Re: Queries over large data tables

jPinhao · ‎04-01-2016

We have a large dataset of unstructured data (Azure Blob) and have started noticing that refreshing our model gets quite slow after a few thousand records are being loaded.

Our current query structure is:

#"Load Data"
    Loads data from the Azure Blob, ~1000 files
    Parses the files into a table with 3 columns (of list/record types which can be further expanded), ~700k rows

#"Sessions"
    Reference #"Load Data"
    Expand all 'Session' related columns

#"Users"
    Reference #"Load Data"
    Expand all 'User' related columns

#"Events"
    Reference #"Load Data"
    Expand all 'Event' related columns

#"Events By Name"
    Reference #"Events"
    Groups by 'event.name'- generates a column of tables to each event type's events and properties (these vary between events)

#"Event Name1" (2, 3, etc. one table per event type)
    Reference #"Events by Name"
    Expands that event name's Table, and generates a table with event.id and each of the properties for that event type

While running this and watching the resource monitor, the memory usage goes through the roof, and eventually tons of Hard Faults leading to Disk usage. From looking at the query execution popup, it seems a bunch of queries kick-off and run in parallel.

If I load the data from a local folder, they seem to all be fetching data, going through the files and loading the referenced common queries in parallel. I believe this is what's causing the memory usage to go haywire, the disk to kick in, and the queries to take hours to run.
◇ ◇ ◇ ◇ ◇
## Challenge
Return everything in the forum post about slow queries over large data tables from "Groups by 'event.name'- generates" down to "run in parallel.", word for word.

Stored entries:
◇ ◇ ◇ ◇ ◇
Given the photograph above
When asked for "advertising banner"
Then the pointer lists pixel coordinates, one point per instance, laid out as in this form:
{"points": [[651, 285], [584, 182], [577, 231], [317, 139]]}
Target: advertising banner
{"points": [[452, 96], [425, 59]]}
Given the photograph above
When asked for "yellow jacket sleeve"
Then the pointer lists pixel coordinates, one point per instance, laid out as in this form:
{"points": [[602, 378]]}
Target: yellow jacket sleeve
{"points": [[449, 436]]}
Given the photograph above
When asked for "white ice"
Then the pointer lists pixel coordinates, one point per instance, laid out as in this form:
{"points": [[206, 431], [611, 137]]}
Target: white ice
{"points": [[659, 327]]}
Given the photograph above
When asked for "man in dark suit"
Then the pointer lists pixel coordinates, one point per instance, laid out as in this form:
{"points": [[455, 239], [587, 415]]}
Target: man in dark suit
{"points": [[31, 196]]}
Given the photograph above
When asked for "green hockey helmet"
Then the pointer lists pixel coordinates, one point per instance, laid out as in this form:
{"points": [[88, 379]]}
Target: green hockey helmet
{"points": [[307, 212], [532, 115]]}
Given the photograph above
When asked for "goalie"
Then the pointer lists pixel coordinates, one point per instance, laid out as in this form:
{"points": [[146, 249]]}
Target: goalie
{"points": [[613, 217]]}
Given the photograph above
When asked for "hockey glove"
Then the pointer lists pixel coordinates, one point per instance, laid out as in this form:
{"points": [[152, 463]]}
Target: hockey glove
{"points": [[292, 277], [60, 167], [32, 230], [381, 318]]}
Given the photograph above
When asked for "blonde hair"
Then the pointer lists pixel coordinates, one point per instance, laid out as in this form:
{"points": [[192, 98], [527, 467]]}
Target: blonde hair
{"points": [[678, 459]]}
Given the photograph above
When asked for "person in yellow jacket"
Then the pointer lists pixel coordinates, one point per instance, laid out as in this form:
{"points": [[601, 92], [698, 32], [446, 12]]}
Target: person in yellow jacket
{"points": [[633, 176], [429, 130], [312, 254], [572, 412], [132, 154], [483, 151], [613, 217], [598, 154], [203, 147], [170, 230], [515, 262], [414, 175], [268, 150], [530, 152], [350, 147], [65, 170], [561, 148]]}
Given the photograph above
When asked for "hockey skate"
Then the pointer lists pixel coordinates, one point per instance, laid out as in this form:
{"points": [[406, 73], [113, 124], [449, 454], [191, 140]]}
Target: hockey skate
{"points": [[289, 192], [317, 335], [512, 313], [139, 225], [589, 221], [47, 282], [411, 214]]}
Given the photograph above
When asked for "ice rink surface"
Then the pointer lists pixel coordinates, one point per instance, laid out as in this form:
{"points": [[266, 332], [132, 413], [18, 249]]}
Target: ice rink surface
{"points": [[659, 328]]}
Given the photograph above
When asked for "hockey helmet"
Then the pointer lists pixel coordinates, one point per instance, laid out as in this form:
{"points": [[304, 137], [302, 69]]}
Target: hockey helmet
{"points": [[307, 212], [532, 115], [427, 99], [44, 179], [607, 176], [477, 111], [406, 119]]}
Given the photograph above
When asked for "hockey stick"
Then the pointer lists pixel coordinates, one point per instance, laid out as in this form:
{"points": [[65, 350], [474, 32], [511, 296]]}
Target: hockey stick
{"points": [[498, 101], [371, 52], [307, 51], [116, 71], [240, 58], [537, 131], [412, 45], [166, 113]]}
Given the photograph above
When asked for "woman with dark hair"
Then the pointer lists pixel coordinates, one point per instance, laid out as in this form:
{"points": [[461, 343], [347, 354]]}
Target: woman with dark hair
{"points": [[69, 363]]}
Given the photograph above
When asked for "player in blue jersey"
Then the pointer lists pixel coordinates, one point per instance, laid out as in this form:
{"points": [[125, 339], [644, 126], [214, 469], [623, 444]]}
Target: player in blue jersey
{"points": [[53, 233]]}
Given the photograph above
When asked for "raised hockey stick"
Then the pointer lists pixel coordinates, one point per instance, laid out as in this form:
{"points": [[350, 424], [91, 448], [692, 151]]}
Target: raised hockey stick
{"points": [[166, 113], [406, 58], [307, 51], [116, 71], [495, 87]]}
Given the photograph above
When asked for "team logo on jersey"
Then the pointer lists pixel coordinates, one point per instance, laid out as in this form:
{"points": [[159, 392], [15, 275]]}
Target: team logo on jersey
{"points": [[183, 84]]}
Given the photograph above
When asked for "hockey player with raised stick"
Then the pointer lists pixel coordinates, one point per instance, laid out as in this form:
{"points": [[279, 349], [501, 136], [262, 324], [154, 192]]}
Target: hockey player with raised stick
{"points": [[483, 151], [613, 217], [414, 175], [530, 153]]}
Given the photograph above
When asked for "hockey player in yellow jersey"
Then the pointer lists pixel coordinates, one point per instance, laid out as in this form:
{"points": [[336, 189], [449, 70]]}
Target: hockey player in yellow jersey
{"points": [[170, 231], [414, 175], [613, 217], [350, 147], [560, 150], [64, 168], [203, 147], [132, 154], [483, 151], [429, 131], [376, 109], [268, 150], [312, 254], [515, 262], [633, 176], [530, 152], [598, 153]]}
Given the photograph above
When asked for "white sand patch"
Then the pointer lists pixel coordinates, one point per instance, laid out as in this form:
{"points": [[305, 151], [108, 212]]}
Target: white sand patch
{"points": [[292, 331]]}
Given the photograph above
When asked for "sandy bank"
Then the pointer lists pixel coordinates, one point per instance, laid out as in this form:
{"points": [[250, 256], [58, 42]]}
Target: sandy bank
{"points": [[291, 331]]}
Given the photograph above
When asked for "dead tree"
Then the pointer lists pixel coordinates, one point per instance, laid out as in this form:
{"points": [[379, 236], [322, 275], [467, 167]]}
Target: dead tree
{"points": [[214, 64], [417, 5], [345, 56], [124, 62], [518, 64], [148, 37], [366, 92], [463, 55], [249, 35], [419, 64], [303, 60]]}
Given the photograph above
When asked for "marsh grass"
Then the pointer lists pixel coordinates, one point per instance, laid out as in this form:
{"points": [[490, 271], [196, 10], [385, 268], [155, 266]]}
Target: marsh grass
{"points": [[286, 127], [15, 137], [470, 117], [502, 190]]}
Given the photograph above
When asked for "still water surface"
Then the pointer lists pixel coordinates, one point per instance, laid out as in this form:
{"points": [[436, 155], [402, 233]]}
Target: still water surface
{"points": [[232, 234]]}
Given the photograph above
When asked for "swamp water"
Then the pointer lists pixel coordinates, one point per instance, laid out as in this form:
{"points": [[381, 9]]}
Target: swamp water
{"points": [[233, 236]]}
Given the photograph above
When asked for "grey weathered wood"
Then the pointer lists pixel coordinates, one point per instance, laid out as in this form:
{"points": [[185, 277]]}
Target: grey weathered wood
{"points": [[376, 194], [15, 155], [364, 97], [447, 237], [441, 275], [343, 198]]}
◇ ◇ ◇ ◇ ◇
## Written reply
Groups by 'event.name'- generates a column of tables to each event type's events and properties (these vary between events)

#"Event Name1" (2, 3, etc. one table per event type)
    Reference #"Events by Name"
    Expands that event name's Table, and generates a table with event.id and each of the properties for that event type

While running this and watching the resource monitor, the memory usage goes through the roof, and eventually tons of Hard Faults leading to Disk usage. From looking at the query execution popup, it seems a bunch of queries kick-off and run in parallel.